# SELECTION

>> BEGIN

MergeSort and Quicksort Java code analysis

create a Java class to analyze and compare the mergesort and quicksort algorithms. The sort required is always from smallest value to largest value. Your source code file must be named Sorts.java. Java class methods must match the specifications in the class outline below

1. Create a static Java method, called merge, that merges two sorted lists of integers into a single sorted list

2. Create a static Java method, called mergeSort, that implements a mergesort algorithm that sorts an array of n integers.

3. Create a static partition method that implements the in-place partition algorithm for quicksort

4. Create a static method quickSort that implements the in-place quick sort

5. Create a java method, called isSorted, that tests if an array of integers is sorted in increasing order.

Test your merge, mergeSort, partition, quickSort methods thoroughly to make sure that they are correct; ie they can sort arrays of random values of various lengths. Test your isSorted method too, Make sure to print out the results of the sorts for smaller arrays to visually check that the arrays are sorted.

Experiment #1: Design an experiment to determine which of mergesort or quicksort is the faster sorting algorithm on a on integer arrays of random numbers? Does your answer depend on the size of the array?

Use random arrays of size n, for n = 10, 100, 1000, 10000, 100000, 1000000, 2000000. Use a random number generator to fill your array with integers between 1 and 1000000. For each n, run 20 trials to compare speeds of mergeSort and quickSort. For example, if n = 100, runt mergeSort and quickSort on 20 different arrays of 100 random numbers. For each n, report the number of wins for mergeSort and the number of wins for quickSort. Your program should print out the information to create a table that reports the number of wins for mergeSort and for quicksort as a function of n

Experiment #2 Show that runtimes of mergeSort and quicksort are O(n*log₂(n) ) by timing the runs in Experiment #1 by using the java function System.nanoTime().

Computer printout (from Sort.java main program) that shows that quickSort and mergeSort sort the following array.

{ 34, 67, 23, 19, 122, 300, 2, 5, 17, 18, 5, 4319, -40, 23}

public class Sorts {

//returns true only if a is sorted from smallest to largest values

public static boolean isSorted( int[] a)

/* --------------------MergeSort --------------------*/

//merges sorted slices a[i.. j] and a[j + 1 k] for 0<= i <=j < k < a.length public static void merge ( int[] a int i, int j , int k) { }

//sorts a[ i .. k] for 0<=i <= k < a.length public static void mergeSort(int[] a, int i , int k) { }

//Sorts the array a using mergesort

public static void mergeSort(int[] a ) { }

/* ---------- QuickSort ---------------------------------------------- */

//Implements in-place partition from text. Partitions subarray s[a..b] into s[a..l-1] and s[l+1..b] // so that all elements of s[a..l-1] are less than each element in s[l+1..b]

public static int partition ( int[] s, int a , int b ) { }

//quick sorts subarray a[i..j]

public static void quickSort ( int[] a, int i, int j) { }

//quick sorts array a

public static void quickSort( int[] a) { }

}

>> END

# DATASET EXCERPT
>> BEGIN

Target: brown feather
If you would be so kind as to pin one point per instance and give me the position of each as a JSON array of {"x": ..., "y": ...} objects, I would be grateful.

>> END

# REQUESTS
1 > Summarize the sorting assignment in two sentences.
2 > Reproduce the stretch of the sorting assignment from "MergeSort and Quicksort Java" through "in increasing order.", word for word.

# TASK SOLUTIONS
1 > The assignment asks for a Java class in a file named Sorts.java with methods merge, mergeSort, partition, quickSort, and isSorted, tested thoroughly on arrays of random values of various lengths. It then calls for one experiment that counts mergeSort and quickSort wins over 20 trials for each array size from 10 to 2000000, and a second that times those runs with System.nanoTime() to show that both run in O(n*log₂(n)).

2 >
MergeSort and Quicksort Java code analysis

create a Java class to analyze and compare the mergesort and quicksort algorithms. The sort required is always from smallest value to largest value. Your source code file must be named Sorts.java. Java class methods must match the specifications in the class outline below

1. Create a static Java method, called merge, that merges two sorted lists of integers into a single sorted list

2. Create a static Java method, called mergeSort, that implements a mergesort algorithm that sorts an array of n integers.

3. Create a static partition method that implements the in-place partition algorithm for quicksort

4. Create a static method quickSort that implements the in-place quick sort

5. Create a java method, called isSorted, that tests if an array of integers is sorted in increasing order.